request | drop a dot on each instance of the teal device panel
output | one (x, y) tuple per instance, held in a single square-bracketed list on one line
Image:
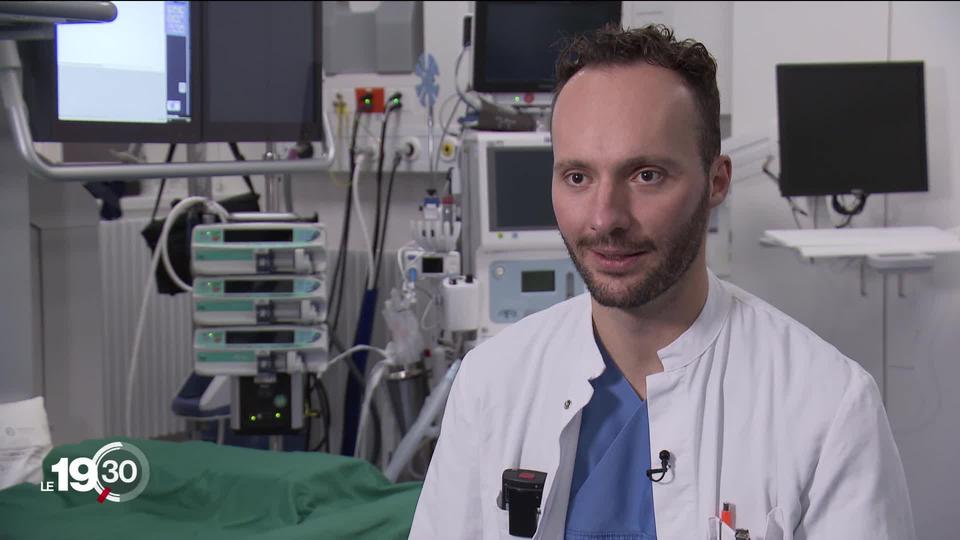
[(522, 287)]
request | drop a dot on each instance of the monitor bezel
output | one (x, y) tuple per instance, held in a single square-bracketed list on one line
[(481, 24), (40, 90), (790, 188), (261, 131)]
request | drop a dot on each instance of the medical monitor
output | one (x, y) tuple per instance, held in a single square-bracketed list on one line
[(847, 128), (130, 80), (508, 191), (520, 188), (516, 44), (262, 73)]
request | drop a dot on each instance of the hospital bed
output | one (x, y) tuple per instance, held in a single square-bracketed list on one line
[(205, 491)]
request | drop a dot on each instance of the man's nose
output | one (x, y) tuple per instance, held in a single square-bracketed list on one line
[(611, 207)]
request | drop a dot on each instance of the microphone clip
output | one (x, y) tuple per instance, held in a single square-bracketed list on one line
[(662, 470)]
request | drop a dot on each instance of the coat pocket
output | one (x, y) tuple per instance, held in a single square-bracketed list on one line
[(773, 529)]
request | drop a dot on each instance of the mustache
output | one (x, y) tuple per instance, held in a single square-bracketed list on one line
[(618, 244)]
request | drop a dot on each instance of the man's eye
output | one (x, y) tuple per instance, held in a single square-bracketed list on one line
[(576, 178), (649, 176)]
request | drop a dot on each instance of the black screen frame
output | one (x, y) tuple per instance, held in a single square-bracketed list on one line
[(482, 23), (40, 87), (495, 223), (797, 187), (265, 131)]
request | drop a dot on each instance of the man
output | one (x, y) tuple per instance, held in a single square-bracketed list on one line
[(662, 366)]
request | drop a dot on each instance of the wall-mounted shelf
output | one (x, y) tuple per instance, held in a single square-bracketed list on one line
[(888, 250)]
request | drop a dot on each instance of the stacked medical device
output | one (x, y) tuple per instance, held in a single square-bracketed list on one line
[(259, 312)]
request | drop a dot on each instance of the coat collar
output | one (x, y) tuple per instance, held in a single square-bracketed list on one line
[(689, 346)]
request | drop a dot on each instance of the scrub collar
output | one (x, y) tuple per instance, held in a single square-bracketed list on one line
[(689, 346)]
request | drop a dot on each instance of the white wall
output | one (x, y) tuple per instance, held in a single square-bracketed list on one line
[(919, 330), (924, 345), (17, 374)]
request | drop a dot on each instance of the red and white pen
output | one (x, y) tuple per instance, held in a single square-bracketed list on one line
[(726, 515)]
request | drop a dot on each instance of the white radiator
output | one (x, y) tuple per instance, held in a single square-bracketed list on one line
[(165, 351), (166, 356)]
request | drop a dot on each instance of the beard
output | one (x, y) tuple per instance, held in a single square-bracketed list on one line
[(672, 258)]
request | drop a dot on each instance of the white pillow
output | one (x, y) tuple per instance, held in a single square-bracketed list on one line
[(24, 441)]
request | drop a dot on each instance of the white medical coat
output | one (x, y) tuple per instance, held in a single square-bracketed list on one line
[(755, 408)]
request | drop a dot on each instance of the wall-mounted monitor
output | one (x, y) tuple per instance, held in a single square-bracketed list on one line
[(516, 44), (262, 74), (180, 72), (134, 79), (848, 128)]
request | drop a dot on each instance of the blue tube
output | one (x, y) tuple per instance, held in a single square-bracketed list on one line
[(354, 397)]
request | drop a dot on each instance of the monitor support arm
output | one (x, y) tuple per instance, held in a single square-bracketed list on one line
[(12, 96)]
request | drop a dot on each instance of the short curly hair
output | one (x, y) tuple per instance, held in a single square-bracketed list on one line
[(655, 45)]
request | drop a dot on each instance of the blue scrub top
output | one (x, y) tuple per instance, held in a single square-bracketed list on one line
[(611, 497)]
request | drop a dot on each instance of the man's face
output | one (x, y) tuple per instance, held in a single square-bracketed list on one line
[(629, 190)]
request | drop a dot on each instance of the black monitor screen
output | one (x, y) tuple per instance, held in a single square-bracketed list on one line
[(851, 127), (128, 80), (262, 75), (520, 189), (517, 43)]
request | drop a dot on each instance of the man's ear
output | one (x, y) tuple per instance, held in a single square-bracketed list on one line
[(721, 173)]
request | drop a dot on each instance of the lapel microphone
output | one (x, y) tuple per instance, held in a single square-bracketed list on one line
[(664, 465)]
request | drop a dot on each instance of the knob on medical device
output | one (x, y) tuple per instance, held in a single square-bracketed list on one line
[(461, 304)]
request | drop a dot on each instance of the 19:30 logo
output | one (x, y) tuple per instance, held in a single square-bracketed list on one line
[(118, 472)]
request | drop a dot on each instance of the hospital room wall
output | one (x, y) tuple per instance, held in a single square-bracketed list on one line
[(919, 329)]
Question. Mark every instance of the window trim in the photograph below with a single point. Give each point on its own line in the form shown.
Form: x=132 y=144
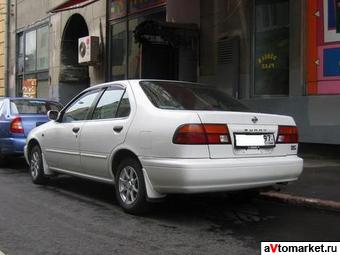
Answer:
x=253 y=59
x=24 y=73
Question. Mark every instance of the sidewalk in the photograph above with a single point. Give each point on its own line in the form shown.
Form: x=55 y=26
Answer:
x=319 y=184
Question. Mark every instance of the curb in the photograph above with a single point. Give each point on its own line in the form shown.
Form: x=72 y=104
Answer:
x=303 y=201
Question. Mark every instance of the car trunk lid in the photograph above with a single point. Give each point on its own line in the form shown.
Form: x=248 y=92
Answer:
x=251 y=134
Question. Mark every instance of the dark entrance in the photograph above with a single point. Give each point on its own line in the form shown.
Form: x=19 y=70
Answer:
x=159 y=62
x=73 y=77
x=168 y=51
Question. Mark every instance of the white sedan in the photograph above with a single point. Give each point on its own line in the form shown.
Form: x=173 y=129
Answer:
x=151 y=138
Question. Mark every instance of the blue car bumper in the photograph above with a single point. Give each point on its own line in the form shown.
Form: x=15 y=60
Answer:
x=12 y=146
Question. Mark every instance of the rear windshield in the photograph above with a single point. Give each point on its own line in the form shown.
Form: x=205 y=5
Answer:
x=187 y=96
x=25 y=106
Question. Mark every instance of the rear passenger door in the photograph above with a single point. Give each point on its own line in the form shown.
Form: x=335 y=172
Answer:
x=105 y=131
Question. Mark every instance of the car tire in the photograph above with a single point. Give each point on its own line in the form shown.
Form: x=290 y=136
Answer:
x=130 y=187
x=36 y=166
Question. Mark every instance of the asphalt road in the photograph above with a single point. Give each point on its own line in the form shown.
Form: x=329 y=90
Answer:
x=74 y=216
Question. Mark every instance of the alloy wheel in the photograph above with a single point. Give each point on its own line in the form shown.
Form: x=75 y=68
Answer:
x=128 y=185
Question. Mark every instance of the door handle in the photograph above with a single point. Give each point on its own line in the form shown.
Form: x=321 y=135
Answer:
x=76 y=129
x=118 y=129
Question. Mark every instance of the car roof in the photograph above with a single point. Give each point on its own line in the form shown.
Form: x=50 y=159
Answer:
x=26 y=98
x=135 y=81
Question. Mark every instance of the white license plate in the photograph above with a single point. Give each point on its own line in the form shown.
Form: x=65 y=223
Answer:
x=254 y=140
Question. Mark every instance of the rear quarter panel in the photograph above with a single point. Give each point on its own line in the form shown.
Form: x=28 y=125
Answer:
x=152 y=130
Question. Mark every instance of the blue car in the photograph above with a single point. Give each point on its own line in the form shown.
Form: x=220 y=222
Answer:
x=17 y=117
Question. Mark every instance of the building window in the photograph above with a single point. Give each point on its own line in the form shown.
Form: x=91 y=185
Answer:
x=30 y=51
x=271 y=56
x=118 y=51
x=125 y=52
x=32 y=62
x=42 y=46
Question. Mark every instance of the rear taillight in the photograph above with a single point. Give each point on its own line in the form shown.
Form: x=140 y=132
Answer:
x=287 y=134
x=202 y=134
x=16 y=126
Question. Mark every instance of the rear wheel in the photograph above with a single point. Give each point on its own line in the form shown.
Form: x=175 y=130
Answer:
x=36 y=166
x=130 y=187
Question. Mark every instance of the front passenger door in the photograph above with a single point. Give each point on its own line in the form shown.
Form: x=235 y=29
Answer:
x=105 y=131
x=62 y=140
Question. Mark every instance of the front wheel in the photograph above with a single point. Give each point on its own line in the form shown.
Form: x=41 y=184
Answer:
x=130 y=187
x=36 y=166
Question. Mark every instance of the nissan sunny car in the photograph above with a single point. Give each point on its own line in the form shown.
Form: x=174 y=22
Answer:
x=151 y=138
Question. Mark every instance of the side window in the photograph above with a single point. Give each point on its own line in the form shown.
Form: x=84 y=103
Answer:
x=79 y=109
x=108 y=104
x=124 y=107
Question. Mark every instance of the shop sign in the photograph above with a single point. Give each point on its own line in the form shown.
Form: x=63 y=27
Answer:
x=141 y=5
x=29 y=88
x=118 y=9
x=268 y=61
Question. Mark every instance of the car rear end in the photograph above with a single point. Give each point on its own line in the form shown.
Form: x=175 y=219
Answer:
x=244 y=150
x=22 y=116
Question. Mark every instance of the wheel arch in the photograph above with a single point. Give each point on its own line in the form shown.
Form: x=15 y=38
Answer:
x=119 y=156
x=30 y=145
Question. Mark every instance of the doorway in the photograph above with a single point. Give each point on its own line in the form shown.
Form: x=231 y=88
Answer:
x=73 y=78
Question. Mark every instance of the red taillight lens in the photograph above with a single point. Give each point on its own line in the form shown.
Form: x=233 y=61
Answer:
x=202 y=134
x=16 y=126
x=287 y=134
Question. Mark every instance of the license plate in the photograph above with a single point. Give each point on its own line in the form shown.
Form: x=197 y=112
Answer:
x=254 y=140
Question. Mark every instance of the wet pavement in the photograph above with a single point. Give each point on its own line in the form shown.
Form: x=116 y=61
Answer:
x=74 y=216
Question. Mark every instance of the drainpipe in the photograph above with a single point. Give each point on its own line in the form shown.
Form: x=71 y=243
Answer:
x=6 y=48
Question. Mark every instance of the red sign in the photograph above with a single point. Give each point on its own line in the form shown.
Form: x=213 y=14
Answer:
x=118 y=9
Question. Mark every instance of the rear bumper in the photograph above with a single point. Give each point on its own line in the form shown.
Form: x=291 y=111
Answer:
x=211 y=175
x=12 y=146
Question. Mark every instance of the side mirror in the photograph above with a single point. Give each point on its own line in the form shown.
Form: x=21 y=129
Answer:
x=53 y=115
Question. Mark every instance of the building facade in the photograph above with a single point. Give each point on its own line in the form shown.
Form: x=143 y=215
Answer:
x=3 y=20
x=277 y=56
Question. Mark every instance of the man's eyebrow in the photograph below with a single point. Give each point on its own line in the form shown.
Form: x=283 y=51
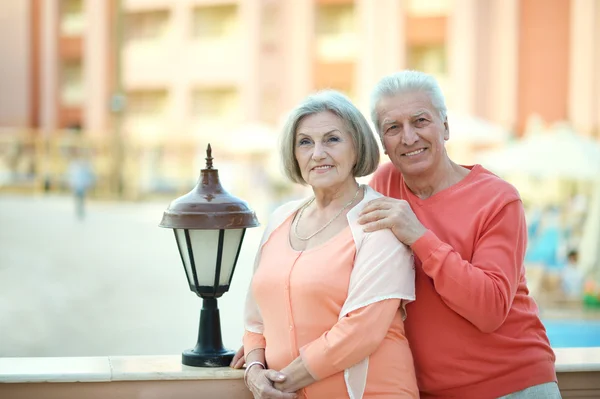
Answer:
x=420 y=112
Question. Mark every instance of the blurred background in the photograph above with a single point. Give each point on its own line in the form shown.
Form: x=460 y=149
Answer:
x=107 y=106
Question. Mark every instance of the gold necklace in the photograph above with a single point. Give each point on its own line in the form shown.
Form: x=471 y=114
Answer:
x=295 y=229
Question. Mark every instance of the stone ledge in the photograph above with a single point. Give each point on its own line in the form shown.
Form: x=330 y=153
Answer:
x=106 y=369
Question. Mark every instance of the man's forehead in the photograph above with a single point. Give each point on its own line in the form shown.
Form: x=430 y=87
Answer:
x=395 y=113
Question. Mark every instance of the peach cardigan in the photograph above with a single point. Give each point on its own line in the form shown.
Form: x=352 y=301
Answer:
x=375 y=277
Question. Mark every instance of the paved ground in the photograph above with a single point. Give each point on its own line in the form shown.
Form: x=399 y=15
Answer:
x=112 y=284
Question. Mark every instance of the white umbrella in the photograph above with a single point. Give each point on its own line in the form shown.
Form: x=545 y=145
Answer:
x=467 y=129
x=558 y=153
x=589 y=247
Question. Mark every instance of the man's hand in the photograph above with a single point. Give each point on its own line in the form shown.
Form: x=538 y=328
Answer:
x=393 y=214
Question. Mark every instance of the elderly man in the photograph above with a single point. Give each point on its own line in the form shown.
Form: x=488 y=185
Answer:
x=474 y=330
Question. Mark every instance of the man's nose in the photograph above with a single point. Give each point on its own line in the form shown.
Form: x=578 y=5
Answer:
x=410 y=136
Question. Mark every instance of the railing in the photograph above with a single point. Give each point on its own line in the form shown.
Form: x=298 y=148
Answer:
x=117 y=377
x=34 y=162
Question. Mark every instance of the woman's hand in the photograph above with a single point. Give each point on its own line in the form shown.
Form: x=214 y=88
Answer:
x=260 y=382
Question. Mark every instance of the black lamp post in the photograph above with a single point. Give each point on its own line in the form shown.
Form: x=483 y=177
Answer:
x=209 y=226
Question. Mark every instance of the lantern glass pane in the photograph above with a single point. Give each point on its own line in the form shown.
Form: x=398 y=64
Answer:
x=184 y=254
x=231 y=244
x=205 y=245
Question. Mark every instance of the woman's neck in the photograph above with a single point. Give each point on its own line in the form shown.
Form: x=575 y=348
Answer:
x=335 y=197
x=428 y=184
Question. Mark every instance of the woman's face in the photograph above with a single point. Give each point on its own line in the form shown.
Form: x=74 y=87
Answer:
x=324 y=150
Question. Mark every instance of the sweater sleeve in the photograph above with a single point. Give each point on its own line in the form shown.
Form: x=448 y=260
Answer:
x=350 y=340
x=253 y=341
x=482 y=290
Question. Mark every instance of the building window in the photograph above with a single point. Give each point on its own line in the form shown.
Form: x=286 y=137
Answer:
x=212 y=104
x=146 y=26
x=336 y=32
x=72 y=92
x=72 y=21
x=429 y=8
x=215 y=22
x=431 y=59
x=428 y=58
x=146 y=103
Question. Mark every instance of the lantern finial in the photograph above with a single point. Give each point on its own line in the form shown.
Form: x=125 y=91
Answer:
x=209 y=157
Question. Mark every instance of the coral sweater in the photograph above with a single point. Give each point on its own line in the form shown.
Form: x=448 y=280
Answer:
x=474 y=331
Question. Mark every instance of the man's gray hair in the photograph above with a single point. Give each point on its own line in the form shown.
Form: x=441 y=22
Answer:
x=365 y=144
x=405 y=82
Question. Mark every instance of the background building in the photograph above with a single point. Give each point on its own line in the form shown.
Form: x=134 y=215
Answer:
x=198 y=67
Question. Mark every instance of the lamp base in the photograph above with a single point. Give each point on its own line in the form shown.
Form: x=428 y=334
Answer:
x=207 y=359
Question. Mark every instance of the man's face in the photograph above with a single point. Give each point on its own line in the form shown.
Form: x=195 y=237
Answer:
x=413 y=133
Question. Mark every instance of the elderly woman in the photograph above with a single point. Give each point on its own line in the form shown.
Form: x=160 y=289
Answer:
x=325 y=310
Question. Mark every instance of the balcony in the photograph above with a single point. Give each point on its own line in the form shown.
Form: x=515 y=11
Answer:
x=119 y=377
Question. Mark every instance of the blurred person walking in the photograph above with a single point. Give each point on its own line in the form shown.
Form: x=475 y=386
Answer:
x=81 y=179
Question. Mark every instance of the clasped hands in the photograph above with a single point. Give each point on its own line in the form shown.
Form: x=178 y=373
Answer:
x=269 y=384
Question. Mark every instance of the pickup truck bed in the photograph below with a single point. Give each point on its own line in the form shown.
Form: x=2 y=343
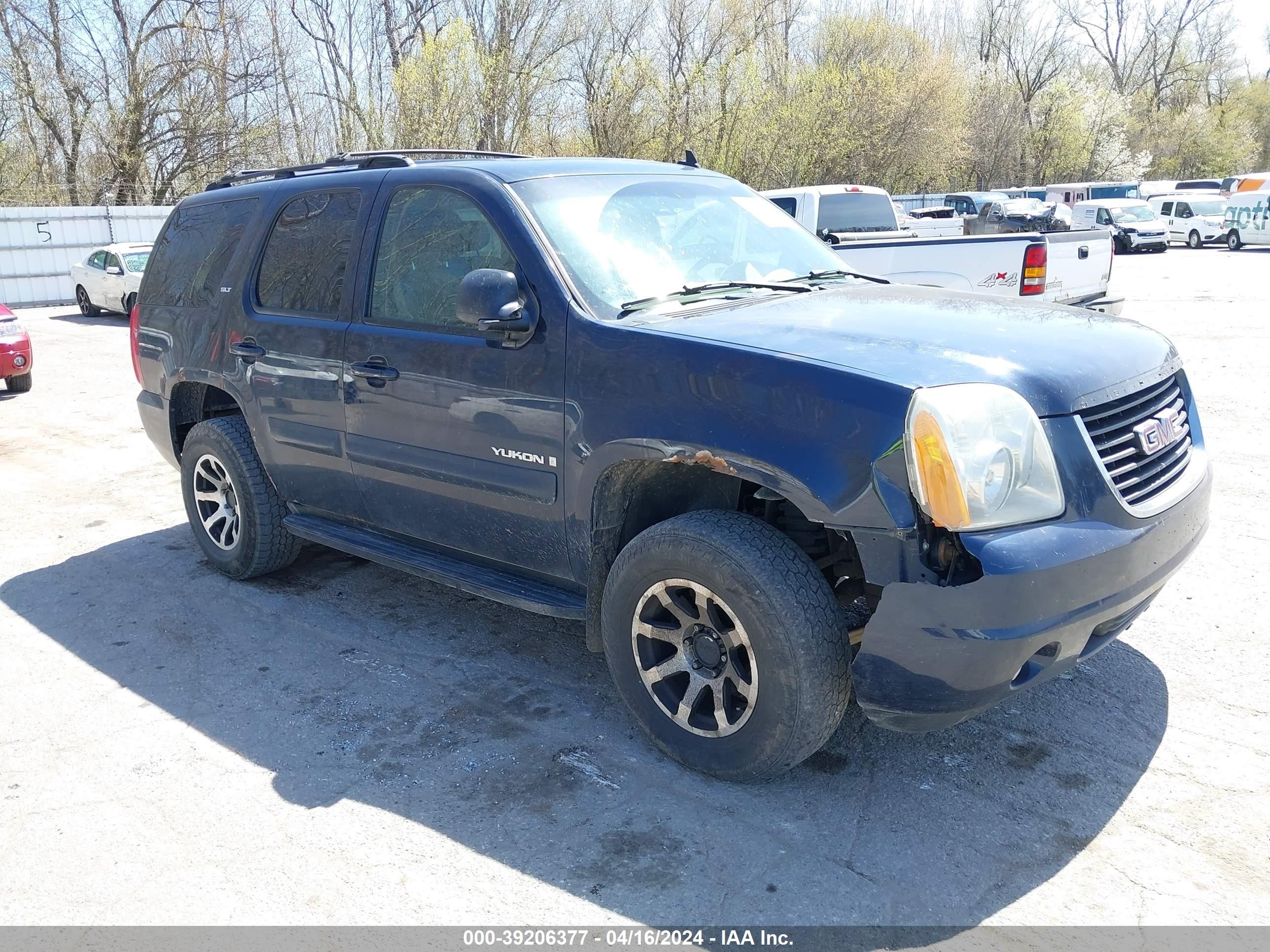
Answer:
x=1079 y=265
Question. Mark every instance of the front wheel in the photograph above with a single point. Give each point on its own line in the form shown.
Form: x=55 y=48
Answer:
x=234 y=510
x=727 y=645
x=85 y=304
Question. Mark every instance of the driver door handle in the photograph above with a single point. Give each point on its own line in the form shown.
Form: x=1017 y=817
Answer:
x=248 y=349
x=374 y=371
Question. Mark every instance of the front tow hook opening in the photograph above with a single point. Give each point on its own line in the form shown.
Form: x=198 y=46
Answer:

________

The request ▸
Can you duplicate, line for line, the stretch of the listing above from the line containing "Question. Mark every instance of the stone" through the line containing "x=375 y=277"?

Finished answer ▸
Question. Mark every instance of the stone ledge in the photograph above with a single point. Give each point on its own line in the form shown.
Form: x=330 y=153
Answer:
x=106 y=369
Question. Mark every instance of the man's forehead in the photograph above with a single point. Give each point on its own line in the form shown.
Form: x=430 y=87
Answer:
x=395 y=113
Question. Mark every instance of the peach cardigan in the photograph above with a single point. Give each point on its own line in the form shown.
Form: x=352 y=301
Answer:
x=375 y=277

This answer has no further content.